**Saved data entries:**
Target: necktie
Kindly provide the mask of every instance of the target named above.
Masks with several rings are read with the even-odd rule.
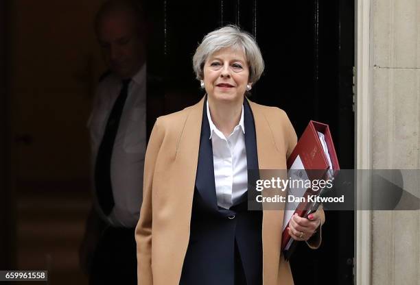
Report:
[[[96,158],[95,166],[96,195],[99,204],[106,216],[110,214],[115,205],[110,177],[110,162],[118,125],[128,94],[130,81],[130,79],[123,80],[122,88],[108,119]]]

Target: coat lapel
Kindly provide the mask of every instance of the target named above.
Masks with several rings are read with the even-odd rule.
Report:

**EXERCISE GOAL:** Recast all of the material above as a numbered list with one line per entry. Omit the blank lines and the picture.

**RESULT FOR THIS EXERCISE:**
1. Target: necktie
2. Kindly provide the mask of every instance of the target named above.
3. Masks with several rings are read with the even-odd rule.
4. Report:
5. [[[96,158],[95,166],[96,195],[99,204],[106,216],[110,214],[115,205],[110,177],[110,162],[118,125],[128,94],[130,81],[130,79],[123,80],[122,88],[108,119]]]
6. Target: coat lapel
7. Kindly provide the mask of every instance of the target named above.
8. Masks with several rings are read with the even-odd rule.
9. Report:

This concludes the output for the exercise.